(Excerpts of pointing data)

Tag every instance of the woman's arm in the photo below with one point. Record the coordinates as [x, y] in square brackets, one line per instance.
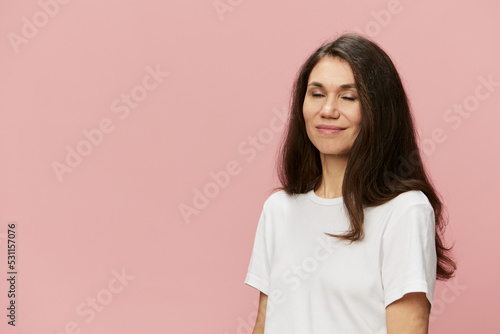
[408, 315]
[260, 323]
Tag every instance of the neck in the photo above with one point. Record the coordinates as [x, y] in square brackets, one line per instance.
[333, 169]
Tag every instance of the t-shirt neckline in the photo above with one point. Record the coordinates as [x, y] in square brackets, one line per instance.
[324, 201]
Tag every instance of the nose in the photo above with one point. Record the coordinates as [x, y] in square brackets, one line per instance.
[329, 109]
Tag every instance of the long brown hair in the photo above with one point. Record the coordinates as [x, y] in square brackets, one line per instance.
[384, 160]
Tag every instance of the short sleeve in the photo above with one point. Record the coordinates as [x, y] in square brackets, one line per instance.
[259, 267]
[409, 258]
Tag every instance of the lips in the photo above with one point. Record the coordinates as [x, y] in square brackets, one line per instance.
[329, 127]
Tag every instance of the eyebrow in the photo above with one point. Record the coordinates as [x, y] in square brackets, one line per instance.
[344, 86]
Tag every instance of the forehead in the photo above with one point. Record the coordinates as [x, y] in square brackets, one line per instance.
[332, 70]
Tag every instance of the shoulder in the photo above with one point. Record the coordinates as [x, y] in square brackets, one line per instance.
[410, 198]
[411, 206]
[280, 199]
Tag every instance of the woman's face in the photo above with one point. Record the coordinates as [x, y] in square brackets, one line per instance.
[332, 102]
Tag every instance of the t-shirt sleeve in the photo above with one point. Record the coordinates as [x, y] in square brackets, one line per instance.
[259, 267]
[409, 254]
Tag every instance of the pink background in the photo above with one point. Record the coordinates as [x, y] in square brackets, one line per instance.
[229, 79]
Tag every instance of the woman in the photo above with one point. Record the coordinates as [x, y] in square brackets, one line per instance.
[351, 242]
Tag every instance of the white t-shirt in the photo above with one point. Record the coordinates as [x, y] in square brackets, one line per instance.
[320, 284]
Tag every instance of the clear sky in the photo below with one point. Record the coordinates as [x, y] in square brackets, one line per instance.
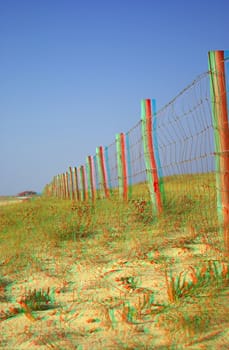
[73, 73]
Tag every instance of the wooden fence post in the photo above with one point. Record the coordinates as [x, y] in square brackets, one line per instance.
[102, 171]
[71, 184]
[76, 184]
[122, 167]
[216, 61]
[156, 151]
[91, 178]
[82, 178]
[106, 156]
[67, 185]
[129, 172]
[150, 162]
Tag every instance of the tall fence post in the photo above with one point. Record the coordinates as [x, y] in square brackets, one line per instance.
[156, 150]
[150, 162]
[76, 184]
[91, 178]
[102, 171]
[67, 185]
[216, 62]
[83, 188]
[106, 156]
[72, 194]
[122, 166]
[129, 172]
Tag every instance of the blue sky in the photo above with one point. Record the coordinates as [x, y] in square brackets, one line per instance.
[73, 73]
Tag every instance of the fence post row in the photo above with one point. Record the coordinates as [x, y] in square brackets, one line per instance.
[150, 162]
[216, 62]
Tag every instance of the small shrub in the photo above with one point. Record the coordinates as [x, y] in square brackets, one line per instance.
[37, 300]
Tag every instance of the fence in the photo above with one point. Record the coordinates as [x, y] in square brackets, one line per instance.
[176, 158]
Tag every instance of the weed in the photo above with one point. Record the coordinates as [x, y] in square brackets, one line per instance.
[37, 300]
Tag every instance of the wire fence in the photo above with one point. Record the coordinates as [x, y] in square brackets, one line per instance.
[169, 158]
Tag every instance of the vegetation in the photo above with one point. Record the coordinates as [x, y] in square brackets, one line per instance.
[108, 275]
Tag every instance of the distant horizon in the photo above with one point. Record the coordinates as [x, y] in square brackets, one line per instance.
[73, 75]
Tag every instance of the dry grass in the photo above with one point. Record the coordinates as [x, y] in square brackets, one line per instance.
[111, 276]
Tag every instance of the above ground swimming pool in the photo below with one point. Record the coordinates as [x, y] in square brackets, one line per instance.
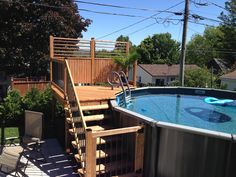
[187, 110]
[189, 132]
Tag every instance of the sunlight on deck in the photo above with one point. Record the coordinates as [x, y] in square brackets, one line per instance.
[96, 93]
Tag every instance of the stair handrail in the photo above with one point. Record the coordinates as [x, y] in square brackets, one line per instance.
[76, 96]
[126, 82]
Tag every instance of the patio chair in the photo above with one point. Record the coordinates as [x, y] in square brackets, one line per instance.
[10, 161]
[32, 139]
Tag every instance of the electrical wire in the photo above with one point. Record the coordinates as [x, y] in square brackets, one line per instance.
[133, 24]
[123, 7]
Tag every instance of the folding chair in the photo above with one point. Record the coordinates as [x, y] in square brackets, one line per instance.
[10, 161]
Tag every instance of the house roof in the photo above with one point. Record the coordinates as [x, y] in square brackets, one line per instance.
[222, 64]
[164, 69]
[231, 75]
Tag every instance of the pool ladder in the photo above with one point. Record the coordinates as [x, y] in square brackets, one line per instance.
[122, 80]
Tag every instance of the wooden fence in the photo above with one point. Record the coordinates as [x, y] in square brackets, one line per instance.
[90, 61]
[23, 85]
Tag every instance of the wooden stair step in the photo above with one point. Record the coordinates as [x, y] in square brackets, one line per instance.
[110, 167]
[73, 109]
[95, 107]
[94, 129]
[97, 117]
[75, 119]
[100, 141]
[100, 154]
[129, 175]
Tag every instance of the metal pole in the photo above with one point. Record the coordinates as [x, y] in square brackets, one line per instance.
[183, 47]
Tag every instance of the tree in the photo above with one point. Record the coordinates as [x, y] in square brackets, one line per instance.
[199, 77]
[159, 48]
[25, 30]
[201, 49]
[124, 61]
[228, 27]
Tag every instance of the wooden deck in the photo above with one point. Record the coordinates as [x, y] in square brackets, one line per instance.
[96, 93]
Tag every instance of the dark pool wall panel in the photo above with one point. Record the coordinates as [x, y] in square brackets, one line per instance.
[174, 153]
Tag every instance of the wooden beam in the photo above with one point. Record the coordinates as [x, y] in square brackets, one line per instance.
[90, 154]
[117, 131]
[135, 73]
[139, 151]
[51, 55]
[92, 55]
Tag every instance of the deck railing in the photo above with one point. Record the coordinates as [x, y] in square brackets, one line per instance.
[90, 61]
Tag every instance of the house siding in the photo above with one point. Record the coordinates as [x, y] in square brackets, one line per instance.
[146, 78]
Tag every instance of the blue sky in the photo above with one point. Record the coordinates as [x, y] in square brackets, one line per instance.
[105, 24]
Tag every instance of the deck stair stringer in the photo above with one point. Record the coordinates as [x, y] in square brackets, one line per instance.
[102, 149]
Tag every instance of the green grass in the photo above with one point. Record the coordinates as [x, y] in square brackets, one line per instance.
[10, 132]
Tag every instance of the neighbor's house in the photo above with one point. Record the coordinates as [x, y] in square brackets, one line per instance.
[159, 74]
[218, 66]
[229, 80]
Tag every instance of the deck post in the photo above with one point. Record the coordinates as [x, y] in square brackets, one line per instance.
[65, 79]
[127, 53]
[51, 41]
[139, 151]
[90, 156]
[92, 55]
[135, 73]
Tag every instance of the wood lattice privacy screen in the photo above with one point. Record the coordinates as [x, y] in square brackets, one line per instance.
[90, 61]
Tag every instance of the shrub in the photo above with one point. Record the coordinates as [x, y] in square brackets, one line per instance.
[12, 108]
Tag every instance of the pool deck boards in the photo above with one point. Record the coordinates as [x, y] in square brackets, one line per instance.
[96, 93]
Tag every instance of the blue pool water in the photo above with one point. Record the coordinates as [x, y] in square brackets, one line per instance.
[187, 110]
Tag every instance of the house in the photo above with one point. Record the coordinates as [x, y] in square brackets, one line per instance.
[159, 74]
[218, 66]
[229, 80]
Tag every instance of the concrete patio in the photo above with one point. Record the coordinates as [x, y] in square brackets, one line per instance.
[56, 162]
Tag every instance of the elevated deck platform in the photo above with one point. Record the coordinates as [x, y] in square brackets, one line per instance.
[96, 93]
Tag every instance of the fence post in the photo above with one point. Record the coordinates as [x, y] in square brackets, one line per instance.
[51, 41]
[139, 151]
[90, 154]
[92, 55]
[65, 79]
[127, 53]
[135, 73]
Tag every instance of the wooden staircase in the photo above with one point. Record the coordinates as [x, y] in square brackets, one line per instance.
[101, 148]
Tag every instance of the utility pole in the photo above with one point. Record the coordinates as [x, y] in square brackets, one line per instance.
[183, 47]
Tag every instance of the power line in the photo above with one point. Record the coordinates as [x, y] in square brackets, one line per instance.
[208, 51]
[207, 3]
[109, 13]
[199, 23]
[121, 29]
[221, 7]
[123, 7]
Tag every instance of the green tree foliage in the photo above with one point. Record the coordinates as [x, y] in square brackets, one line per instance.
[125, 61]
[122, 38]
[159, 48]
[201, 49]
[25, 30]
[228, 27]
[199, 77]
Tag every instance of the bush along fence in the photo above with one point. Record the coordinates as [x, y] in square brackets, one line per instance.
[24, 85]
[13, 106]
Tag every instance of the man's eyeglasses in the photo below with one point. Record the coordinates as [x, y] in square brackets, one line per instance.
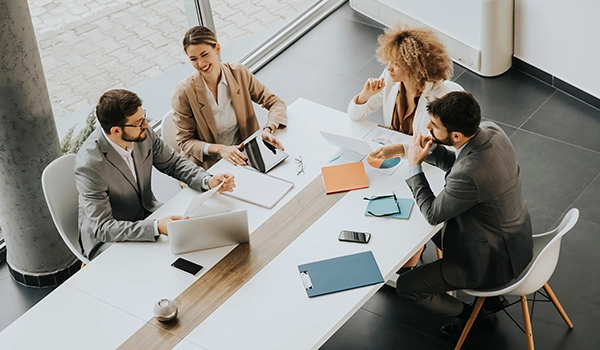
[299, 165]
[141, 122]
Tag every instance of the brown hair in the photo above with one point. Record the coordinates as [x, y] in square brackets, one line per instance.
[115, 106]
[418, 52]
[199, 35]
[458, 111]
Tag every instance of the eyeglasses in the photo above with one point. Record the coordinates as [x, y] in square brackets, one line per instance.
[299, 165]
[142, 125]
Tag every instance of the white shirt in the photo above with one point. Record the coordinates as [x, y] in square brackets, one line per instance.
[128, 158]
[124, 153]
[224, 114]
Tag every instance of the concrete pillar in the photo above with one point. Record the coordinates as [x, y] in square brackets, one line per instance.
[36, 254]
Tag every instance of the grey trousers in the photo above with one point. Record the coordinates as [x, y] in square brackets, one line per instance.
[425, 287]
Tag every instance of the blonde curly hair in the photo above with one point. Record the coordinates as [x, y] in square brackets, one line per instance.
[418, 52]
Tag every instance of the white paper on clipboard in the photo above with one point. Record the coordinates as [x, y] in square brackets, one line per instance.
[199, 199]
[257, 188]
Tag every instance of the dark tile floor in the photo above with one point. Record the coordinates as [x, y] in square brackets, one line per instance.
[557, 147]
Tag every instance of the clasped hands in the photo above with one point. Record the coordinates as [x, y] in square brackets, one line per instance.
[234, 155]
[418, 150]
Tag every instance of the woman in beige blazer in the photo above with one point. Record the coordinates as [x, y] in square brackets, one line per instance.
[213, 109]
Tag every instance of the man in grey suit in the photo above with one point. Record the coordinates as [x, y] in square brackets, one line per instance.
[486, 238]
[113, 170]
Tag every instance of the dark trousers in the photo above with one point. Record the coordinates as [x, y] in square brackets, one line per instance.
[425, 287]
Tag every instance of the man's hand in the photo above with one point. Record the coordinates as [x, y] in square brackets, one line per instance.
[162, 223]
[233, 154]
[371, 88]
[389, 151]
[267, 136]
[227, 179]
[419, 149]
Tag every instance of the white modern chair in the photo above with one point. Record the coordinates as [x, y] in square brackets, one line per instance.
[58, 183]
[546, 249]
[168, 131]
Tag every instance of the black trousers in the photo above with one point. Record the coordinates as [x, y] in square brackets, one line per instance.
[425, 287]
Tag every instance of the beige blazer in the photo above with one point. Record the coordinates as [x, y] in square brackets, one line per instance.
[194, 119]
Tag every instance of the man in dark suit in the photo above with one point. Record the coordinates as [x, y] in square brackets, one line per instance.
[113, 172]
[486, 238]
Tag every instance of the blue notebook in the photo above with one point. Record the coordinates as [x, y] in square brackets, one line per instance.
[339, 274]
[388, 207]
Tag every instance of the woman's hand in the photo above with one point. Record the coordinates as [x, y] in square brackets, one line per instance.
[227, 179]
[389, 151]
[267, 136]
[232, 154]
[371, 88]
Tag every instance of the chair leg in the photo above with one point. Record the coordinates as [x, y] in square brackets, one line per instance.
[556, 303]
[527, 322]
[463, 336]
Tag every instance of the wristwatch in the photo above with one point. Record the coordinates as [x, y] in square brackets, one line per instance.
[204, 183]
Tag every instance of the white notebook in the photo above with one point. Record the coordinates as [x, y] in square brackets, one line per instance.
[258, 188]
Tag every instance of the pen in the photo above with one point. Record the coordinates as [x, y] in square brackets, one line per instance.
[396, 200]
[334, 159]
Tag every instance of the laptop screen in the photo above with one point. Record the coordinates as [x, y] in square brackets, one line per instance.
[262, 156]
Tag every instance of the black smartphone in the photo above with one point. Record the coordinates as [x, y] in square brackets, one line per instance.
[187, 266]
[354, 236]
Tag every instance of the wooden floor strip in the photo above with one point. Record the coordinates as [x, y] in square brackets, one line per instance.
[222, 281]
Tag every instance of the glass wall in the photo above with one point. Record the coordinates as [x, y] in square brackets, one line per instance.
[90, 46]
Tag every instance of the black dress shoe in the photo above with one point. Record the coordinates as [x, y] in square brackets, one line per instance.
[482, 325]
[406, 269]
[495, 304]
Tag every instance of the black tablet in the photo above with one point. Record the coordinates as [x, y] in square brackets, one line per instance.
[262, 155]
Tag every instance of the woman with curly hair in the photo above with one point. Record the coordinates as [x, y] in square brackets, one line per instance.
[417, 71]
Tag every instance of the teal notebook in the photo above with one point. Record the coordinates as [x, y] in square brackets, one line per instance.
[339, 274]
[388, 207]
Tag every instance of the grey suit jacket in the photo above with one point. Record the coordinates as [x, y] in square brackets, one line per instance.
[487, 233]
[112, 205]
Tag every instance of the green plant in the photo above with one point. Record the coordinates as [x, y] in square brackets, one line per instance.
[70, 144]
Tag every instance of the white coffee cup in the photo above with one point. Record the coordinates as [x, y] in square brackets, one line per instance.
[165, 310]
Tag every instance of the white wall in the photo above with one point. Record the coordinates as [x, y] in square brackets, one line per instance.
[561, 37]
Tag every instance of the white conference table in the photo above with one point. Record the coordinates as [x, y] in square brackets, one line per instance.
[119, 288]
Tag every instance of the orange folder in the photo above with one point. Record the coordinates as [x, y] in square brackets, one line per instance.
[344, 177]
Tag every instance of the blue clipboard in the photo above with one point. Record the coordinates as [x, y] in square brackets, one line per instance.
[387, 207]
[339, 274]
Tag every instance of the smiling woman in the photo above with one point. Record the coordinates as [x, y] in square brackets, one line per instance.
[206, 135]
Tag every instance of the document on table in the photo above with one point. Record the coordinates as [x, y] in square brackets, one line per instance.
[199, 199]
[340, 274]
[344, 177]
[353, 150]
[257, 188]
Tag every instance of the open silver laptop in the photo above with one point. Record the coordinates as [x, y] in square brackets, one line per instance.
[262, 156]
[207, 232]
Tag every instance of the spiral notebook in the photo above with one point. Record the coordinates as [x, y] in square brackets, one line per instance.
[257, 188]
[344, 177]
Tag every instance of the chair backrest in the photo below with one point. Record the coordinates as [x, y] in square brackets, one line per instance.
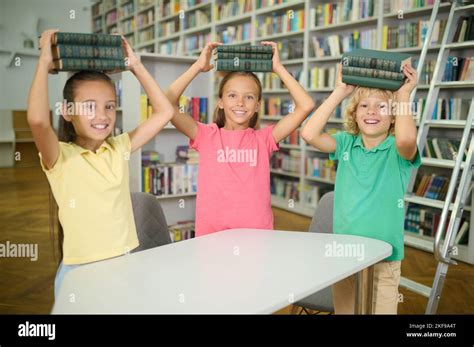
[152, 229]
[322, 218]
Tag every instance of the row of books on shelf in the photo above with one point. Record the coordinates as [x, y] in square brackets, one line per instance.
[146, 35]
[284, 188]
[182, 231]
[196, 42]
[280, 23]
[235, 33]
[197, 107]
[425, 222]
[411, 34]
[341, 12]
[276, 106]
[442, 148]
[293, 138]
[126, 9]
[404, 5]
[432, 186]
[321, 168]
[229, 9]
[335, 45]
[287, 161]
[464, 29]
[459, 69]
[168, 28]
[450, 109]
[196, 19]
[145, 18]
[169, 178]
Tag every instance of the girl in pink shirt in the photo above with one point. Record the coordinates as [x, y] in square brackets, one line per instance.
[234, 168]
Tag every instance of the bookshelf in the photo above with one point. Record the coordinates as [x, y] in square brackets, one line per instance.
[241, 21]
[177, 207]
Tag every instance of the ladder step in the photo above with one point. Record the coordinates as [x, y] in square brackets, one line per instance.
[415, 287]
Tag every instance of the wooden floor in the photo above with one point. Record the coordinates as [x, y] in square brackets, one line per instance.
[27, 286]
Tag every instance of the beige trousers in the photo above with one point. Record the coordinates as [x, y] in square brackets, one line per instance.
[385, 294]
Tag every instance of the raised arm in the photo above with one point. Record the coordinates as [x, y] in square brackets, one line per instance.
[405, 127]
[304, 104]
[38, 114]
[162, 110]
[313, 130]
[181, 120]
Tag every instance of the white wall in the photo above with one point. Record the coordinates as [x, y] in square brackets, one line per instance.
[17, 16]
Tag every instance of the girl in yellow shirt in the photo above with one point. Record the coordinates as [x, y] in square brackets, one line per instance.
[86, 167]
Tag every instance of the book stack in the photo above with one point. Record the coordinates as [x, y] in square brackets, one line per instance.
[256, 58]
[182, 231]
[432, 187]
[196, 107]
[97, 52]
[442, 148]
[374, 69]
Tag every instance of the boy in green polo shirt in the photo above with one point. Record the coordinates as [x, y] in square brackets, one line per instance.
[375, 156]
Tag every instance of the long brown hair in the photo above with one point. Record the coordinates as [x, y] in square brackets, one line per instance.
[219, 115]
[66, 133]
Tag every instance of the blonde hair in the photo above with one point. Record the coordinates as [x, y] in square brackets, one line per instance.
[219, 114]
[360, 93]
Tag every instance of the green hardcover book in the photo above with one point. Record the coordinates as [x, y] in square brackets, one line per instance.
[79, 51]
[253, 65]
[245, 49]
[87, 39]
[241, 55]
[75, 64]
[374, 69]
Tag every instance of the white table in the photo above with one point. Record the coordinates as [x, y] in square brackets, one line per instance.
[232, 271]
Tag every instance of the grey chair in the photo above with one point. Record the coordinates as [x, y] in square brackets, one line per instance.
[152, 229]
[321, 223]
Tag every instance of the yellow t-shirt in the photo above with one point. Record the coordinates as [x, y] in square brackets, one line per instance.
[93, 195]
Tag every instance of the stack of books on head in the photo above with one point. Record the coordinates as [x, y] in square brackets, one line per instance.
[256, 58]
[196, 107]
[182, 231]
[374, 69]
[95, 52]
[433, 187]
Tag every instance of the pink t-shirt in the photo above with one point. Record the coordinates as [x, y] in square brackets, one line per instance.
[234, 178]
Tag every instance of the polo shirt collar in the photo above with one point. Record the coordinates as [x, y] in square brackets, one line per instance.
[105, 145]
[382, 146]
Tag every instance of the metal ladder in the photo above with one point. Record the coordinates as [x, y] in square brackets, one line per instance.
[443, 252]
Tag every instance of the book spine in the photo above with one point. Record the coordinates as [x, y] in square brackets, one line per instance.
[244, 65]
[87, 39]
[79, 51]
[73, 64]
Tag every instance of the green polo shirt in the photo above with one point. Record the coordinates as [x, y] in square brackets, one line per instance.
[370, 189]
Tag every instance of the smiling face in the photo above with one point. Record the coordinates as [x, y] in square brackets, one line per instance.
[94, 113]
[373, 117]
[240, 101]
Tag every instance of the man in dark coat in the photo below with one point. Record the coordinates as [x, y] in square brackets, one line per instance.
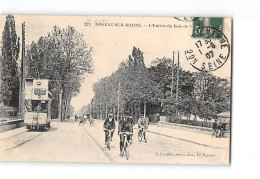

• [Task to carry out]:
Render the entries above, from the line containing "Tag every instance of the book spine" through the last line, inclusive, as a Markdown table with the columns Row and Line. Skip blank lines and leave the pictures out.

• [Right answer]:
| Row | Line |
|---|---|
| 1 | Tag every instance of the book spine in the photo above with one point. Record the coordinates as [x, y] in square brackets, one line per instance. |
| 2 | [244, 65] |
| 3 | [87, 39] |
| 4 | [79, 51] |
| 5 | [73, 64] |
| 6 | Tag every instance of the green polo shirt in the photo above with one point. Record the coordinates as [x, y] in square brackets, one line per instance. |
| 7 | [370, 189] |
| 8 | Tag every instance of the smiling face in the photo above with one point. Record the coordinates as [x, y] in square brackets, one line per instance. |
| 9 | [94, 113] |
| 10 | [373, 117] |
| 11 | [240, 101] |
| 12 | Tag every instance of the man in dark coat in the photo below with one point. Record the coordinates as [x, y] in square brackets, one line per instance. |